## [Required task 1]
Please select every row below that contains the string "range" and copy each one in full. Case counts.

## [Extracted text]
◆ ◆ ◆ ◆

Metal such as Iron Maiden and Metallica can cover only half the themes or mood of the intense mystic altered state; that genre as an expressive medium is restricted.  Mainstream acid-oriented Rock can cover more ground in exploring the world of the intense mystic altered state, because it does not have to restrict itself to constant heaviness. 

Ozzy/Sabbath is ultimately superior to Metallica as an expressive style because Ozzy/Sabbath has always had full room for humor and light beauty, unlike the Metal genre.  Much of the Iron Maiden lyrics seem to have their inspired quality handicapped by a rigid rule of always having to be dark, negative, hardcore.

>>Perhaps my critique of "seriousness" in Rock comes from the technical and academic nature of the posts on this newsgroup.

http://www.egodeath.com/#AlteredStateLyrics

It doesn't get any more straightforward than this set of Web pages.  An explanation of allusions to the mystic altered state is potentially as straightforward and explicit than this.  Where can people find a less "technical and academic" explanation of Rock mysticism than this?  The present posting would as well, and as absurdly, be called "technical and academic". 

This discussion group is technical and academic compared to postings saying just "Dude, too much tripping and my soul's worn thin."  One step simpler than this discussion group will land you in the public newsgroups.

If you hate academic bluster, you'll love to hate the existing books that fail to even see the presence of primary religious experiencing in Heavy Rock.  The allusions go right over their heads, so we end up with the familiar combination of sophisticated-sounding blustery explanation, that completely misses the essence, producing a study that pretends to be about certain Rock lyrics, but really ends up being about the ideas embraced by Academia. 

I would like to search more of the books about Rock for real insight -- not just saying that bands used LSD, not just saying that Lucy... is about LSD, but spelling out the allusions to altered-state phenomena in songs far and wide.  The books I've seen have nothing even remotely like that.

Book lists:

Rock as philosophical mystery-religion

http://www.amazon.com/exec/obidos/tg/listmania/list-browse/-/2PTKEDT3LYDKZ

Some of these books on Heavy Rock *might* provide insight.  I wouldn't count on it, but look up "acid", "mystic", "lsd", "psychedelics", and "drugs" in the indexes.

Rush books (Rock group)

◆ ◆ ◆ ◆

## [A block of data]

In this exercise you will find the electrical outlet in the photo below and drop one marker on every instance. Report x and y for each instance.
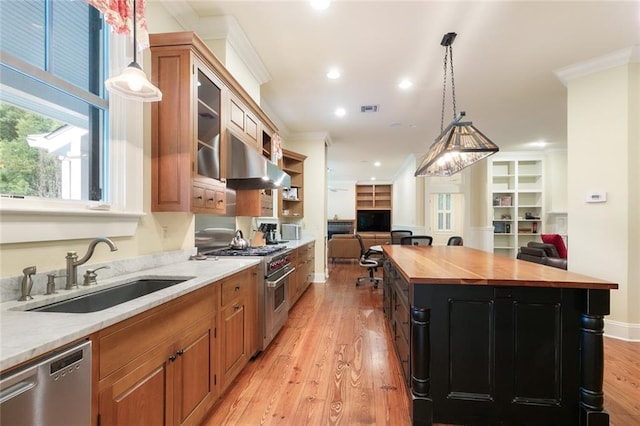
(596, 197)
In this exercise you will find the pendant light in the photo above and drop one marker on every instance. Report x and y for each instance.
(460, 144)
(132, 83)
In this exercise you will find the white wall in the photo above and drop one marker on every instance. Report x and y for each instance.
(315, 194)
(408, 199)
(603, 156)
(341, 200)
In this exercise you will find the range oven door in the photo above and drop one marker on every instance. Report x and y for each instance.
(276, 304)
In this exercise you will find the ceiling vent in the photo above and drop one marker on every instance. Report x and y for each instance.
(369, 108)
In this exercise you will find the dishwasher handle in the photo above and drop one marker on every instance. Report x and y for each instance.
(18, 384)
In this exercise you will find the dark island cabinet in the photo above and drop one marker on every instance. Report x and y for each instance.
(494, 355)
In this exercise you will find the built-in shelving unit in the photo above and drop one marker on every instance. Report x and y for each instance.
(291, 203)
(517, 202)
(371, 197)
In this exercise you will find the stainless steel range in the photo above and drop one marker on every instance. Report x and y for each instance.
(273, 302)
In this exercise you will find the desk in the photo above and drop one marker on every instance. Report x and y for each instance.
(486, 339)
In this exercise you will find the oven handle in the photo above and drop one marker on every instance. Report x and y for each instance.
(274, 284)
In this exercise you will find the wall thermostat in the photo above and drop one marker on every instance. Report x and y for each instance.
(596, 197)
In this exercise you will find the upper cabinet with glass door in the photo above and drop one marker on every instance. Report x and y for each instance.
(186, 127)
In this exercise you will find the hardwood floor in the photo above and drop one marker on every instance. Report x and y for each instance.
(333, 363)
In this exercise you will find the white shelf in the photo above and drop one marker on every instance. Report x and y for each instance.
(520, 181)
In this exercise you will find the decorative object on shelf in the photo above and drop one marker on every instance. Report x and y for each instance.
(460, 144)
(277, 147)
(505, 201)
(132, 83)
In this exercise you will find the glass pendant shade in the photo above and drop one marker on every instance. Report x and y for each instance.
(132, 83)
(458, 146)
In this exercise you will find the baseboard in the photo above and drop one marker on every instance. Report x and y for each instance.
(319, 278)
(622, 330)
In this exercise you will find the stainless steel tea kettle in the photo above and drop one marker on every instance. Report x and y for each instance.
(238, 242)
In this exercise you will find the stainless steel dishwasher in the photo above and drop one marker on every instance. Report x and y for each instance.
(53, 390)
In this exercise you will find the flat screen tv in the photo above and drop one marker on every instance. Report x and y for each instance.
(374, 220)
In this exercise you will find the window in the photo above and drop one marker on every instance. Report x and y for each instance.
(53, 111)
(53, 64)
(444, 212)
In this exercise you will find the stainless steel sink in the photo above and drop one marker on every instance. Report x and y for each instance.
(109, 297)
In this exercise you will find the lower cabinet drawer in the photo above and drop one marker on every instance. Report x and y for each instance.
(233, 287)
(402, 349)
(124, 342)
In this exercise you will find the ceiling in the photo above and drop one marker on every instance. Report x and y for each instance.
(504, 60)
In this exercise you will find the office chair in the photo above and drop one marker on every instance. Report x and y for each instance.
(397, 235)
(371, 260)
(417, 240)
(454, 241)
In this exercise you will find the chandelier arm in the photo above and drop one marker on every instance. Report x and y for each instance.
(444, 88)
(135, 47)
(453, 83)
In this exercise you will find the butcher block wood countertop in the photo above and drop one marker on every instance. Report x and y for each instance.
(464, 265)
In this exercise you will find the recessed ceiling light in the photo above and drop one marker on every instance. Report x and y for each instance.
(333, 74)
(320, 4)
(538, 144)
(405, 84)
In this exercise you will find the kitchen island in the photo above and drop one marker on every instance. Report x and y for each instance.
(487, 339)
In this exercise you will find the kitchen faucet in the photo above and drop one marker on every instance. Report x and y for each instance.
(73, 262)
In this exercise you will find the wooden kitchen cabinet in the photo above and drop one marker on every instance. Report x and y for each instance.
(187, 156)
(159, 367)
(247, 127)
(171, 387)
(238, 323)
(291, 202)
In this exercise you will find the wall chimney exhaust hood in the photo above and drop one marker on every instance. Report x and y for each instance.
(246, 169)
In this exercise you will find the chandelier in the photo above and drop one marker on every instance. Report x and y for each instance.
(132, 83)
(460, 144)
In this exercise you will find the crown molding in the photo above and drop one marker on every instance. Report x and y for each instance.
(615, 59)
(227, 28)
(219, 27)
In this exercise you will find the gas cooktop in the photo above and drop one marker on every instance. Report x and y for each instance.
(251, 251)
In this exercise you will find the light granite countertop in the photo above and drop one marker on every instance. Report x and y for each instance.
(26, 335)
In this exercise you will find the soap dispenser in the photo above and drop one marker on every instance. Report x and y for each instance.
(27, 283)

◆ ◆ ◆ ◆

## [Required task 2]
In the passage on Rock mysticism, which terms does the writer suggest looking up in the indexes of the listed books?

## [Full answer 1]
In this exercise you will find the range oven door in the photo above and drop one marker on every instance. Report x and y for each instance.
In this exercise you will find the stainless steel range in the photo above and drop one marker on every instance. Report x and y for each instance.

## [Full answer 2]
"acid", "mystic", "lsd", "psychedelics", and "drugs"